Spiced Walnut Carrot Cake with Citrus Glaze

A delightful twist on the classic carrot cake, infused with warm spices and topped with a refreshing citrus glaze, perfect for any gathering.
Prep time: 15 minutes
Cook time: 45 minutes
Serves: 12

Ingredients

2 cups all-purpose flour
1 and 1/2 cups granulated sugar
1 cup brown sugar, packed
1 cup vegetable oil
4 large eggs
2 cups grated carrots
1 cup chopped walnuts
1/2 cup crushed pineapple, drained
1 tsp vanilla extract
1 tsp ground cinnamon
1/2 tsp ground nutmeg
1/2 tsp ground ginger
1/2 tsp salt
1 tsp baking powder
1/2 tsp baking soda
Zest of 1 orange for glaze
1 cup powdered sugar for glaze
3 tbsp fresh orange juice for glaze

Instructions

1. Preheat your oven to 350°F (175°C) and grease a 9x13 inch baking pan.
2. In a large mixing bowl, whisk together the flour, granulated sugar, brown sugar, cinnamon, nutmeg, ginger, salt, baking powder, and baking soda.
3. In another bowl, combine the vegetable oil, eggs, and vanilla extract, then mix into the dry ingredients until just combined.

» Aim: From the carrot cake recipe, list every ingredient marked "for glaze," along with its amount.

» Data entries:
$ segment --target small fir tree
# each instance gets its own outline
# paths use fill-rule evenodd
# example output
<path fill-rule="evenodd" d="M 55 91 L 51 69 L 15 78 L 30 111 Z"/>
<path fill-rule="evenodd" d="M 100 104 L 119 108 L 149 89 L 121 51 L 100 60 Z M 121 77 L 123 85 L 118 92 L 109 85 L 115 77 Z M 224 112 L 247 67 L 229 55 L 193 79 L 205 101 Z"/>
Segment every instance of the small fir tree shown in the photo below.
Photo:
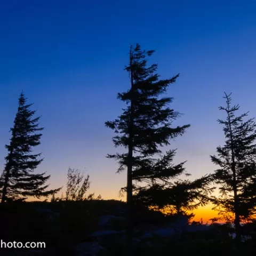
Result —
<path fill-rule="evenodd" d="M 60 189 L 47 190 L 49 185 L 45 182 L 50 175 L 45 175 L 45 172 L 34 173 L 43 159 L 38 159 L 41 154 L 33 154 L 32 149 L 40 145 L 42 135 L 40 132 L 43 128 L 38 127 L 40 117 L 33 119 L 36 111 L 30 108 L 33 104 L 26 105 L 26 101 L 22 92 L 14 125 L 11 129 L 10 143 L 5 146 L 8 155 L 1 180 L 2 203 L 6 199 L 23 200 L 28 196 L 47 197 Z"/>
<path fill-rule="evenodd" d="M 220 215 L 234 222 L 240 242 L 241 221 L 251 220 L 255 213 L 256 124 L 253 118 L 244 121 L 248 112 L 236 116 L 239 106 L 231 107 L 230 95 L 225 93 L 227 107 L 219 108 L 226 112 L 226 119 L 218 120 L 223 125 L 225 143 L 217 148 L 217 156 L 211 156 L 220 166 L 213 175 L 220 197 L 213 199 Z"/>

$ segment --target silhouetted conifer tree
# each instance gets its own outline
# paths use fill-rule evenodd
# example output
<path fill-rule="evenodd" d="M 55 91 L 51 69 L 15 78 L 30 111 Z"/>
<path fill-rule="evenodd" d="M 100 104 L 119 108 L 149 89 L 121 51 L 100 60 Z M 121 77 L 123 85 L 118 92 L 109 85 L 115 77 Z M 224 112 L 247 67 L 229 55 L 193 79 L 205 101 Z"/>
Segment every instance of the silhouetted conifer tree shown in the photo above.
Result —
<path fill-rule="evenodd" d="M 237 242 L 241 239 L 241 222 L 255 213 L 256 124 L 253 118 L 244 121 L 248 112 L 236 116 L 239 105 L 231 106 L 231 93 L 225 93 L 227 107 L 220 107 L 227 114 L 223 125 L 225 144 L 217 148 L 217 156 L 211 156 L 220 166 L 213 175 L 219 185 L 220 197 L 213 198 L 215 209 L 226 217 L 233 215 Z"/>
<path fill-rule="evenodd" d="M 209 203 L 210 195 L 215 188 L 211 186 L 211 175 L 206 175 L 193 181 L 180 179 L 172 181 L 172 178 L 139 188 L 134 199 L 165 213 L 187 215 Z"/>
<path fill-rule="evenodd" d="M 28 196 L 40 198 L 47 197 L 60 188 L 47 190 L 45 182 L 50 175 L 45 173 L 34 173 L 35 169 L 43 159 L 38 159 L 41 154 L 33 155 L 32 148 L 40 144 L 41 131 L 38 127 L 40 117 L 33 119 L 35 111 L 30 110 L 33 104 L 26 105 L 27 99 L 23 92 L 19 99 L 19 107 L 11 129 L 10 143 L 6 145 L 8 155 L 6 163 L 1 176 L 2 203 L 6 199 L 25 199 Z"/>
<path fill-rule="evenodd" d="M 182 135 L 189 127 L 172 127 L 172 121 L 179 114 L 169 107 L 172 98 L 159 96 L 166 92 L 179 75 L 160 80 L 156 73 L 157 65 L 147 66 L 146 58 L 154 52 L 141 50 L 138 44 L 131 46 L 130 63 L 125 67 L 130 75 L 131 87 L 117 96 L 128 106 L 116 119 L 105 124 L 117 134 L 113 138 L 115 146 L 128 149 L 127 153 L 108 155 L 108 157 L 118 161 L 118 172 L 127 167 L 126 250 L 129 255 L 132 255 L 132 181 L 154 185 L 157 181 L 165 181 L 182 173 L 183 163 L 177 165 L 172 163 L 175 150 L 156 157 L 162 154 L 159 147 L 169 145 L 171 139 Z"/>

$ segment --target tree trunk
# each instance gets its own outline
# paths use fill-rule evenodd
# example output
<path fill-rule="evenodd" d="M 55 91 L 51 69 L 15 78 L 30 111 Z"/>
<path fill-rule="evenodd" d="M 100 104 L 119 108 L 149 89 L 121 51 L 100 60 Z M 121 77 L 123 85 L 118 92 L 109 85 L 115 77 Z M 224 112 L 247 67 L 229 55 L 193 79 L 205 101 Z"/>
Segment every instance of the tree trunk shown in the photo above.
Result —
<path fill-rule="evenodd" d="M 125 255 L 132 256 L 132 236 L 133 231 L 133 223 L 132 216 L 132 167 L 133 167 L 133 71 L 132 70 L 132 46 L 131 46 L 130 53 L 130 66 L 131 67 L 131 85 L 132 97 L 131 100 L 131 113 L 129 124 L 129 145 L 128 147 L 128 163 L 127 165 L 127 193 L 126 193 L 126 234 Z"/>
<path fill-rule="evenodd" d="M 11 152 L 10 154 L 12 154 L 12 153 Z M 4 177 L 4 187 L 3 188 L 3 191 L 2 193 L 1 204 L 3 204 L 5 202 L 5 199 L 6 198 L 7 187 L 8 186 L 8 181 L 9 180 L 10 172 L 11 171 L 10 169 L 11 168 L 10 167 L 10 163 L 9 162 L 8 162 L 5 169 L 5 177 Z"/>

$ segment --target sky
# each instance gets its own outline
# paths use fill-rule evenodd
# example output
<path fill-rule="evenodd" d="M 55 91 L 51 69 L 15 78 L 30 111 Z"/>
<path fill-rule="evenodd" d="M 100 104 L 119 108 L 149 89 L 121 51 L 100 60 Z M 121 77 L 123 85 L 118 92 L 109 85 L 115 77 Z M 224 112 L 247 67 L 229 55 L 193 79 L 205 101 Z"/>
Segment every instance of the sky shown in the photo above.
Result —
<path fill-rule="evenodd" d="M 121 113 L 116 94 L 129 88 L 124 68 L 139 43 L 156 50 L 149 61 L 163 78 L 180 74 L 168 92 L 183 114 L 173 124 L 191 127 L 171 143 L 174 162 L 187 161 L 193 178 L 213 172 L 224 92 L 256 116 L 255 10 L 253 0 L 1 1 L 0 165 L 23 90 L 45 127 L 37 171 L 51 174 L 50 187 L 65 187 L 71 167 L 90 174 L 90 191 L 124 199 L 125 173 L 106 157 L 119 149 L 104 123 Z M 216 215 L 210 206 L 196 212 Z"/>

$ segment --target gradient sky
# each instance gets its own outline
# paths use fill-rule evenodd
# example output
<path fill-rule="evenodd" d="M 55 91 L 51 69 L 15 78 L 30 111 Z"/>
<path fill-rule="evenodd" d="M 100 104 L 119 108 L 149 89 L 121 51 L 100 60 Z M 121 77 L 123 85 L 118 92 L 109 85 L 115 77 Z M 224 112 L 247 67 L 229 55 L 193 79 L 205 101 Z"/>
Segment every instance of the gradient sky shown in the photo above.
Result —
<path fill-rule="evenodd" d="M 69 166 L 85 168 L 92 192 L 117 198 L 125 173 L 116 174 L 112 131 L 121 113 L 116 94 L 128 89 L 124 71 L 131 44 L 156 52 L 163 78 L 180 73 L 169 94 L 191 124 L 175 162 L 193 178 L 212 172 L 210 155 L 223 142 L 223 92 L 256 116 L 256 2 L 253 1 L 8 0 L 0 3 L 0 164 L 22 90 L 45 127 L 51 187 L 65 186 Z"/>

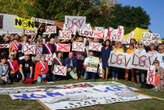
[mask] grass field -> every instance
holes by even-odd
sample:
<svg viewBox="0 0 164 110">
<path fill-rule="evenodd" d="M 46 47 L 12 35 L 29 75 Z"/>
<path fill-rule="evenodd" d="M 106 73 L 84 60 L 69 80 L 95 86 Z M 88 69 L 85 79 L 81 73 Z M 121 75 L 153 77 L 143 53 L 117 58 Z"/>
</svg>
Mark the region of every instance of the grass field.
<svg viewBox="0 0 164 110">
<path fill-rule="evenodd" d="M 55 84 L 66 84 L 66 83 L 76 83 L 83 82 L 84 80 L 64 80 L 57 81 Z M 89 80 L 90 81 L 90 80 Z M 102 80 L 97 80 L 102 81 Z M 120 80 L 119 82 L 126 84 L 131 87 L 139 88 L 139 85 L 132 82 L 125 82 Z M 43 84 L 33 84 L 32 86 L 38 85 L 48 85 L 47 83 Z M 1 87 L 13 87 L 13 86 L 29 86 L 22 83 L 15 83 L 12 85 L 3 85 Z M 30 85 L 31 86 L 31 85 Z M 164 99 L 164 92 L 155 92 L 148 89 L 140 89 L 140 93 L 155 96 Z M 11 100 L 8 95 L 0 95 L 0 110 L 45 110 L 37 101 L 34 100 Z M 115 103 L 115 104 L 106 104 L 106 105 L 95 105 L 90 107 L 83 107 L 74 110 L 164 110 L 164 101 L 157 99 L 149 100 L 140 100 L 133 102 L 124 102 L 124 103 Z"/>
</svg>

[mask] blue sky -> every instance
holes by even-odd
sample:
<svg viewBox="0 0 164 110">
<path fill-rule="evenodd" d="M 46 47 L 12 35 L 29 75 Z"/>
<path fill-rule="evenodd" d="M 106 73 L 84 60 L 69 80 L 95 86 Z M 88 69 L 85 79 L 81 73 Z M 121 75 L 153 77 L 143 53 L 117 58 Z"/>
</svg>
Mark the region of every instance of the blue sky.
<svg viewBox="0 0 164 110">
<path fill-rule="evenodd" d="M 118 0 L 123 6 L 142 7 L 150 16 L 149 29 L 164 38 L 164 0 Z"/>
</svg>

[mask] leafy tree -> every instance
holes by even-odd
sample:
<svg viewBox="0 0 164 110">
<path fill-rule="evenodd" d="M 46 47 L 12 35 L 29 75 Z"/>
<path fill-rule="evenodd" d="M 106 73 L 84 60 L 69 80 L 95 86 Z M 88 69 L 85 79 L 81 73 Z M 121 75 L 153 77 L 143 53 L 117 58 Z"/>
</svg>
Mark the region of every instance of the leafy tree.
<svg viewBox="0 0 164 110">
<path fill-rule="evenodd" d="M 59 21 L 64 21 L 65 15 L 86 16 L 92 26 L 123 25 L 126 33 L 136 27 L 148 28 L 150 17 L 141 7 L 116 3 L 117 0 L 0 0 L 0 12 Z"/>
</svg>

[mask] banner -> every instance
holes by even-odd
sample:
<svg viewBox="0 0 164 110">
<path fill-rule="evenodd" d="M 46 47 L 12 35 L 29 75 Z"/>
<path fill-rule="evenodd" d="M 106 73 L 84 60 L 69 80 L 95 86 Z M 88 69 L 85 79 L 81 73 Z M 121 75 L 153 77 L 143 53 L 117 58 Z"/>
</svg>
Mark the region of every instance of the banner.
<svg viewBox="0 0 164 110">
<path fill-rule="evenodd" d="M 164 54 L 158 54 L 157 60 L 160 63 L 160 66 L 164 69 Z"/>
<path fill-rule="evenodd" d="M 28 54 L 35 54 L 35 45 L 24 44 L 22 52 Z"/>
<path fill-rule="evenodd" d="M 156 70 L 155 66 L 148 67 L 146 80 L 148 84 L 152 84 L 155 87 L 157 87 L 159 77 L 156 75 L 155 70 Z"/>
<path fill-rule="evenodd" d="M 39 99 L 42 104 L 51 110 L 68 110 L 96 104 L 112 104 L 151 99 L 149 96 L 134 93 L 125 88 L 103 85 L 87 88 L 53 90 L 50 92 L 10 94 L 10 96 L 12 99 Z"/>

» Written response:
Zest of 1 orange
1 cup powdered sugar
3 tbsp fresh orange juice